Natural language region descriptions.
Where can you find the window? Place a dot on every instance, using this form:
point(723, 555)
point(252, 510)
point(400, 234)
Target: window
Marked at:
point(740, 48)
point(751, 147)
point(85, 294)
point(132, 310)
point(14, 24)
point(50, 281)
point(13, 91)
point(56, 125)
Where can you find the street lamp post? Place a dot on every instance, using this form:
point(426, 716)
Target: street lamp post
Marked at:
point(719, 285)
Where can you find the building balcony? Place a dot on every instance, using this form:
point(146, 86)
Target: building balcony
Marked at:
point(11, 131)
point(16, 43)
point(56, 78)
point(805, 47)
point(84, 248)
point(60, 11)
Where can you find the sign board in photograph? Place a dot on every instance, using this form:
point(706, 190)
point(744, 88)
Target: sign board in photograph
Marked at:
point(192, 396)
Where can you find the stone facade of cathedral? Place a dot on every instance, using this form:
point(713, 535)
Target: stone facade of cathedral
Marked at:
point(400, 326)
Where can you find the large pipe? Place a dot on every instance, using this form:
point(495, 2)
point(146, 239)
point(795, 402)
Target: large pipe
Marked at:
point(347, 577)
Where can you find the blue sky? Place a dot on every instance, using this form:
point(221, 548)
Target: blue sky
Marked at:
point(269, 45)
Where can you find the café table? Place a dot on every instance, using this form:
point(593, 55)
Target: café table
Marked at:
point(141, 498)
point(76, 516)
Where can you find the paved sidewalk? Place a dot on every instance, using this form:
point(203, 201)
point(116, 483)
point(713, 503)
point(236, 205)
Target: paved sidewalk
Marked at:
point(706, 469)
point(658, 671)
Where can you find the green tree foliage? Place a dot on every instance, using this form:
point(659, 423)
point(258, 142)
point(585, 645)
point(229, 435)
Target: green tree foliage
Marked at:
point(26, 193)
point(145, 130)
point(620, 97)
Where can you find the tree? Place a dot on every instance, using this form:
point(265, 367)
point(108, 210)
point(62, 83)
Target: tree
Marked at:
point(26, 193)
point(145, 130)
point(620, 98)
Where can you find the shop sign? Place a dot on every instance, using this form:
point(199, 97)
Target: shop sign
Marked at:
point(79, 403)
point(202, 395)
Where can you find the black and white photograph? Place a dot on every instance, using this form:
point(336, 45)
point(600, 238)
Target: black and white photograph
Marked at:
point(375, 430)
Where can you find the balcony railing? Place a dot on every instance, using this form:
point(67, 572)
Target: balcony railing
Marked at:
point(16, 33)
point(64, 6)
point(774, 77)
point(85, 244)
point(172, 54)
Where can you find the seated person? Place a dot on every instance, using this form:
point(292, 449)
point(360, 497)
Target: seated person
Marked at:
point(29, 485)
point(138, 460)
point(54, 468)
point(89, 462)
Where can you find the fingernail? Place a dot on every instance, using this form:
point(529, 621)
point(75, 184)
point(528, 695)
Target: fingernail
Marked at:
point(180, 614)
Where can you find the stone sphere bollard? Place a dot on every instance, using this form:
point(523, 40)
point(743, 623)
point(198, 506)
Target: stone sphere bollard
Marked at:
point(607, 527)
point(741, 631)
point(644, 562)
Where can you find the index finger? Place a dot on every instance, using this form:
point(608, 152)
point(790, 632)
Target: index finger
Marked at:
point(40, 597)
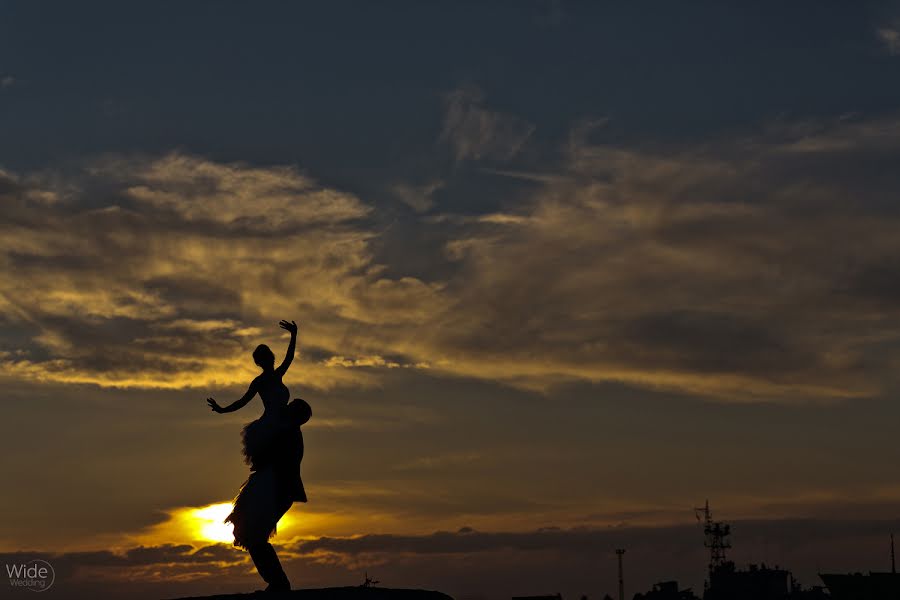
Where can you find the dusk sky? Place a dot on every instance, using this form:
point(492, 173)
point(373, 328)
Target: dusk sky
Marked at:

Try it. Could you write out the records again exactly, omitting each image?

Solution to this exercise.
Where can you find the window? Place a dot on every instance, using this form:
point(723, 555)
point(252, 510)
point(400, 234)
Target: window
Marked at:
point(740, 48)
point(751, 147)
point(85, 294)
point(132, 310)
point(14, 24)
point(50, 281)
point(13, 91)
point(56, 125)
Where can you find the street lamp post? Place a dot on every instance, using this form:
point(426, 716)
Target: street lamp post
Marked at:
point(719, 285)
Where can you find the building balcony? Place a dot on every instance, using this form:
point(146, 86)
Target: building balcony
Marked at:
point(11, 131)
point(16, 43)
point(56, 78)
point(805, 47)
point(84, 248)
point(60, 11)
Where can you find the sign board in photograph? Place a dot on every instance, using this form:
point(706, 190)
point(744, 88)
Target: sign board in photograph
Marked at:
point(192, 396)
Where can you find the stone facade of cathedral? Place a dot on every instance, using this form:
point(713, 535)
Target: stone facade of cathedral
Marked at:
point(400, 326)
Where can you find the large pipe? Place a dot on every instance, using this form:
point(495, 2)
point(146, 239)
point(795, 402)
Target: large pipe
Marked at:
point(347, 577)
Where can you find the blue sky? Place a dot on every instance, using this form:
point(221, 548)
Target: blue sky
Marked at:
point(269, 45)
Where can you find the café table? Place a dot on every instance, using this form:
point(593, 55)
Target: café table
Marked at:
point(141, 498)
point(76, 516)
Where can you find the paved sidewalk? Place a dot on every instance, using this form:
point(203, 201)
point(116, 483)
point(713, 503)
point(236, 205)
Target: paved sidewalk
Marked at:
point(706, 469)
point(658, 671)
Where can you find the green tree foliage? Place a dot on every instance, using this form:
point(659, 423)
point(258, 142)
point(585, 645)
point(229, 435)
Target: green tree foliage
Marked at:
point(26, 193)
point(145, 130)
point(620, 97)
Where can you find the tree? Place a dot on every instance, using this form:
point(265, 367)
point(108, 210)
point(62, 83)
Target: tree
Marked at:
point(26, 193)
point(145, 130)
point(620, 98)
Where can you find the shop sign? Place a dot on every instance, using this form:
point(199, 97)
Target: shop sign
Marked at:
point(79, 403)
point(202, 395)
Where can you find the black and white photograph? Place a dot on every instance, using this form:
point(336, 45)
point(600, 238)
Target: black and white photograph
Marked at:
point(375, 430)
Where can you find the balcony railing? Place a dot on every instance, using this form:
point(67, 572)
Target: balcony railing
Marked at:
point(16, 33)
point(64, 6)
point(774, 77)
point(85, 244)
point(172, 54)
Where can you find the seated person? Place a dot on every instance, using this form:
point(292, 449)
point(360, 497)
Target: seated person
Marked at:
point(29, 485)
point(138, 460)
point(54, 468)
point(89, 462)
Where can you find the fingernail? Place a dot on every instance, using this form:
point(529, 621)
point(75, 184)
point(528, 695)
Target: fingernail
Marked at:
point(180, 614)
Where can you find the stone sphere bollard? Place a dot on every instance, using this form:
point(523, 40)
point(743, 623)
point(198, 506)
Target: stone sphere bollard
Marked at:
point(607, 527)
point(741, 631)
point(644, 562)
Where can you find the index finger? Place a dot on every instance, using this form:
point(608, 152)
point(790, 632)
Target: index finger
Marked at:
point(40, 597)
Where can you find the dusk sky? Place a dot on every instance, using this form:
point(492, 173)
point(373, 328)
Target: dusk sky
Marked at:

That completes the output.